WHAT TO PRODUCE
In the records below, find the line containing "Would you mind indicating the baby leg"; give it again exactly, along with every line that follows, and nothing else.

*** SUPPLIED ENTRIES ***

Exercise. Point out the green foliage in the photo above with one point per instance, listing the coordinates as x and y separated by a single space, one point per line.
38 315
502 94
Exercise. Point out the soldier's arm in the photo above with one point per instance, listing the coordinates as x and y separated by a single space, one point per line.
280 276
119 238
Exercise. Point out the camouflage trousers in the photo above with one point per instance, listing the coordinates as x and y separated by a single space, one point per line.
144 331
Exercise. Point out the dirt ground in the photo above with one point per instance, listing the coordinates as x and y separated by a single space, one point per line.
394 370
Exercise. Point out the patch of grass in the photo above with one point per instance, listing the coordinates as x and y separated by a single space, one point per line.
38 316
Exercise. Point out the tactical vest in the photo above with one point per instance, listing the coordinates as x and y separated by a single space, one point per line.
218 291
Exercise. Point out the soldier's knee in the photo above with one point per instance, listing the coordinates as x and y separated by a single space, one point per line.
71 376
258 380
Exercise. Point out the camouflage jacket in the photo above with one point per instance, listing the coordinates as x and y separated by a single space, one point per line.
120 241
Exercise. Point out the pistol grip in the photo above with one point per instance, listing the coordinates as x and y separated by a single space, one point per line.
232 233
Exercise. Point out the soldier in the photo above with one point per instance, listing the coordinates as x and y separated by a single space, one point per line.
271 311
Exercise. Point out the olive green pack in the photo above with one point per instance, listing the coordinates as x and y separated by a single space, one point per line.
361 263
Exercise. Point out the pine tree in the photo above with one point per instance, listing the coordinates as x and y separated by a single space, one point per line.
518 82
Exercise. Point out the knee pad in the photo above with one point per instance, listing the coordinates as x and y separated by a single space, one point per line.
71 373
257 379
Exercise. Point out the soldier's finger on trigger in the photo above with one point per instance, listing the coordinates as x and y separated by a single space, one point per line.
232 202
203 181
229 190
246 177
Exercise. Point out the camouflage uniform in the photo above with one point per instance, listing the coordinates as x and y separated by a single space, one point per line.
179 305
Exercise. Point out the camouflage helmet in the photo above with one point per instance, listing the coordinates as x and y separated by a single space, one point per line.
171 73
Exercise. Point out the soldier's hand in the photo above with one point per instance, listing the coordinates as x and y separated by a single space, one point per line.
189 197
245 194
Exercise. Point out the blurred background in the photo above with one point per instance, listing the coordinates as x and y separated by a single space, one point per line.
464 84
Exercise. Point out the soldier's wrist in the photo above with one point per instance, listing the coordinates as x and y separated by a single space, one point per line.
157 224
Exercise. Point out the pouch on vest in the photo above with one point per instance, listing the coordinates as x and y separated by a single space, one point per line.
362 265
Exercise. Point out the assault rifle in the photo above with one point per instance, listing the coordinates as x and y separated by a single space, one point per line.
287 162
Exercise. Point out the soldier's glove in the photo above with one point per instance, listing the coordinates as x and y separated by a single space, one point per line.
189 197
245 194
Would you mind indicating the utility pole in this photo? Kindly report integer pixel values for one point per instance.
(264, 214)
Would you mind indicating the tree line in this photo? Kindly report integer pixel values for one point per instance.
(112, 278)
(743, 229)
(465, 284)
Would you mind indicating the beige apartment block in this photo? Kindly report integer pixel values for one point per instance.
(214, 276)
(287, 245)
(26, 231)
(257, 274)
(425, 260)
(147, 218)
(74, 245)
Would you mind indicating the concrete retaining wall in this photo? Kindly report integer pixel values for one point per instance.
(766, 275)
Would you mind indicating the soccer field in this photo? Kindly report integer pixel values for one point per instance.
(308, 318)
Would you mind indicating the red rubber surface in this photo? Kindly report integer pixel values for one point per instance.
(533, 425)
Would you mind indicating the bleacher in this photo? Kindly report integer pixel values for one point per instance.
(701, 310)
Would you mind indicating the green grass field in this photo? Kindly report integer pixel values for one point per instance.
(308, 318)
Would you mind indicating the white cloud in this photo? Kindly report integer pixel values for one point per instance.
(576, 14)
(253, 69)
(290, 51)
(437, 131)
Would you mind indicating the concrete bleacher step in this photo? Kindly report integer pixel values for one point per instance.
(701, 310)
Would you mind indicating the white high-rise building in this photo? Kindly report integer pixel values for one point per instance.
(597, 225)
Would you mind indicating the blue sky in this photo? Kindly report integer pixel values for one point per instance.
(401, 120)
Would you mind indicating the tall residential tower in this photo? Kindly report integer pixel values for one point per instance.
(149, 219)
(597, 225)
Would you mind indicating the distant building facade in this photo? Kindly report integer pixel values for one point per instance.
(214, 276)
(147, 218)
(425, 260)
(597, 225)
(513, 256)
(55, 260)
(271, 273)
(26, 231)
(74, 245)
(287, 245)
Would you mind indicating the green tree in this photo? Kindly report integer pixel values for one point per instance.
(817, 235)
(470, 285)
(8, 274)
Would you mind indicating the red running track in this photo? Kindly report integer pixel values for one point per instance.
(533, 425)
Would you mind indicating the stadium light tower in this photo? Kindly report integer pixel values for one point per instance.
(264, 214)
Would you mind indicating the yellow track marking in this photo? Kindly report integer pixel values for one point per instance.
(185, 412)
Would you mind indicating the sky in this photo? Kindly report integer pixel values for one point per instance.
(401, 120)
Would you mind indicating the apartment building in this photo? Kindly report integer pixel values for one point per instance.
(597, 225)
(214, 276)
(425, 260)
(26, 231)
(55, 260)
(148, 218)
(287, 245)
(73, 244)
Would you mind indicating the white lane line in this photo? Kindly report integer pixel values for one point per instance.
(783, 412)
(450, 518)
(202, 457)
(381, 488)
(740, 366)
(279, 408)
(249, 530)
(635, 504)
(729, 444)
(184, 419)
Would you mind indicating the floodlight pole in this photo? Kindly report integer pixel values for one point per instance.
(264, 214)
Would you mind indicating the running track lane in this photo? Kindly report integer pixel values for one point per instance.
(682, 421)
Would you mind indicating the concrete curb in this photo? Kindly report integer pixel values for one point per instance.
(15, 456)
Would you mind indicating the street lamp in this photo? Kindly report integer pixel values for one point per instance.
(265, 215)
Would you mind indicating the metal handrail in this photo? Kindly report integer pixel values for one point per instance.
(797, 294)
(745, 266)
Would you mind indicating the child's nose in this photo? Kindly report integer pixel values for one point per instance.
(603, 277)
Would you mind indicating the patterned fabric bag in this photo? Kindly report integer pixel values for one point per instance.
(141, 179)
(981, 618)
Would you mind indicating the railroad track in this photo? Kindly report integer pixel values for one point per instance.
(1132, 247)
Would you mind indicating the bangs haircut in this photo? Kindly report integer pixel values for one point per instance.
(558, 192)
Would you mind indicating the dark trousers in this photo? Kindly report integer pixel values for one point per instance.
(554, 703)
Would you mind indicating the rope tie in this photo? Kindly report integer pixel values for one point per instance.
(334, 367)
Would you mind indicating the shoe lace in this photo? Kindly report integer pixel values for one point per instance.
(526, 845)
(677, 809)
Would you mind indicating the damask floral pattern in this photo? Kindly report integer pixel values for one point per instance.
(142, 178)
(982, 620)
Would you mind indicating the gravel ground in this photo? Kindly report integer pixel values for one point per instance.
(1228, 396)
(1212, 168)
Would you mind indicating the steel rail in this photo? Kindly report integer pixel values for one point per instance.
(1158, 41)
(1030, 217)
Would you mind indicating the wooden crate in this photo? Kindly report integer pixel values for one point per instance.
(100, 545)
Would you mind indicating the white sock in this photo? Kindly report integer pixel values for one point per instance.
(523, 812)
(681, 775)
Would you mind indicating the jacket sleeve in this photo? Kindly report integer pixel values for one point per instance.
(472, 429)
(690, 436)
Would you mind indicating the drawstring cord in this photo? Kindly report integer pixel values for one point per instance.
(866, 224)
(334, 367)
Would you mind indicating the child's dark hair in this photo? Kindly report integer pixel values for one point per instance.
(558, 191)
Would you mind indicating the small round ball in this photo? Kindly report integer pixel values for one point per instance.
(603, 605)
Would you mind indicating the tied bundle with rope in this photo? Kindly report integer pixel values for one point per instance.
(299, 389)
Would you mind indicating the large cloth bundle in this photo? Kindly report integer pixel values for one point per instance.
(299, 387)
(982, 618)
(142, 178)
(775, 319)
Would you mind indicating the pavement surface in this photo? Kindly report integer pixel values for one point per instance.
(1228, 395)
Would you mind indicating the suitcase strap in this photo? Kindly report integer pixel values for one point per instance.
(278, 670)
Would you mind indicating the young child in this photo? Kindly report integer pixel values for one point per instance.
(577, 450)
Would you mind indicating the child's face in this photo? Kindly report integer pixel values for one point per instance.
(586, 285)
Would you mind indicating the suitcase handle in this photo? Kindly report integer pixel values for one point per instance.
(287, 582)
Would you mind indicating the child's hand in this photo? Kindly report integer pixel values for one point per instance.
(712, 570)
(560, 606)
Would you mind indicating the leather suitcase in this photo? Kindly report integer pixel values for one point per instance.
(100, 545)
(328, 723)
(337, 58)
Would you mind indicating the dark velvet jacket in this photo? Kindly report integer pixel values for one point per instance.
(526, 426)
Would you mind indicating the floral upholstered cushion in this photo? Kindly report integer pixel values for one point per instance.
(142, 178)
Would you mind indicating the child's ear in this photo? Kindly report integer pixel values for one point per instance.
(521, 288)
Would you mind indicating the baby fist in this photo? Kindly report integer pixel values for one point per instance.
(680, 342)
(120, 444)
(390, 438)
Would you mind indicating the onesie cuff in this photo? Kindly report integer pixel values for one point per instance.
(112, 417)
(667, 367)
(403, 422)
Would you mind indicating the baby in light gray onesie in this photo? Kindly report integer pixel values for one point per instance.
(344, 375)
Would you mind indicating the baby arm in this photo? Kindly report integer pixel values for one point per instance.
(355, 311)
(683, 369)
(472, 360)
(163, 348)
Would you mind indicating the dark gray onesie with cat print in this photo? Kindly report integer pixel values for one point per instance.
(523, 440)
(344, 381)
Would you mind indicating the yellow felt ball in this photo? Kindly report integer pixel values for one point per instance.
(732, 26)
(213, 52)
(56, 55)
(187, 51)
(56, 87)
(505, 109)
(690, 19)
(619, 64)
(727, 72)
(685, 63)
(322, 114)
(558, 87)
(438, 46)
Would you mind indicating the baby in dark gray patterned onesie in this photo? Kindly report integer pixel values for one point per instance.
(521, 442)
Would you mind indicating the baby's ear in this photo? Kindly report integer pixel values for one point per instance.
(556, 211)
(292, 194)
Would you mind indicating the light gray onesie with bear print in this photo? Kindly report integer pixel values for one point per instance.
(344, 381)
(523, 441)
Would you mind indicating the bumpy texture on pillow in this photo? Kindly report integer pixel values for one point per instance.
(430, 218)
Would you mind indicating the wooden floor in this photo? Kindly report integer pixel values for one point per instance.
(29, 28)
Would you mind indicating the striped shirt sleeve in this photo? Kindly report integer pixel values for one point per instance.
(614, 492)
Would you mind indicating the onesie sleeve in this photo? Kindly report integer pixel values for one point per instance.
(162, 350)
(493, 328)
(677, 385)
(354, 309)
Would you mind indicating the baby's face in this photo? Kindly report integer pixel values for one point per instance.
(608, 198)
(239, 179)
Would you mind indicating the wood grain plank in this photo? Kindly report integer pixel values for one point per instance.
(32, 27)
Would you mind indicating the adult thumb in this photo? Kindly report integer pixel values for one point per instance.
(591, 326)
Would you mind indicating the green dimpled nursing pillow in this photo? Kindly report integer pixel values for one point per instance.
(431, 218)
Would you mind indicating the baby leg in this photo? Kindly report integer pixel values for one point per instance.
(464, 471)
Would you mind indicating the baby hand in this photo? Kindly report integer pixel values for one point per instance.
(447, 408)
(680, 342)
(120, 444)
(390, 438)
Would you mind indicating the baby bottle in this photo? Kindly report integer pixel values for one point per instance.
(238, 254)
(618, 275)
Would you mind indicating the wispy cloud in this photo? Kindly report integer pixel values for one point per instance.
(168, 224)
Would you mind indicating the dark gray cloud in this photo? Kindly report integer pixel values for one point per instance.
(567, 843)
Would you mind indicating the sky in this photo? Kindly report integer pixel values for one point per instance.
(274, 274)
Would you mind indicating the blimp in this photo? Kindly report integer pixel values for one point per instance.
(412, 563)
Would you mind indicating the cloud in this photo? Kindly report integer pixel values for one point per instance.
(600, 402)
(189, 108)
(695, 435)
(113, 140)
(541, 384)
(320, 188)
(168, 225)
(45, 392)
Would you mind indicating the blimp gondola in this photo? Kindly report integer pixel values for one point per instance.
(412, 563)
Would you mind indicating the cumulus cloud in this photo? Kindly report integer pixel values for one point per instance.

*** End of SUPPLIED ENTRIES ***

RESULT OF THE TASK
Would you mind indicating the baby leg in this photo? Kindly report integer pixel values for one point per instance.
(464, 471)
Would you mind indicating the baby hand in this photo? Kindly report integer pixel values for one point per instance.
(447, 408)
(680, 342)
(120, 444)
(390, 438)
Would you mind indicating the baby bottle in this photo? Kindly report integer pixel values for one point per instance.
(238, 254)
(618, 275)
Would you mind indicating the wispy cloud in this photo? Kindly report integer pixel values for one point per instance.
(168, 224)
Would you mind indicating the dark gray cloud in this photo? Kindly report integer pixel values for one point per instance.
(567, 843)
Would you mind indicating the sky in this photo? Kindly report integer pixel values for one point per instance.
(274, 274)
Would you mind indicating the blimp in this photo? Kindly report integer pixel values for one point per instance.
(412, 563)
Would you mind indicating the cloud in this photo? Kindly report integer pixel values for one point per instance.
(600, 402)
(189, 108)
(695, 435)
(113, 140)
(541, 384)
(320, 188)
(168, 225)
(45, 392)
Would you mind indicating the blimp gondola in this photo? Kindly report integer pixel values for one point per instance.
(412, 563)
Would you mind indicating the cumulus cloud in this photo? Kindly report integer pixel values for one point per instance.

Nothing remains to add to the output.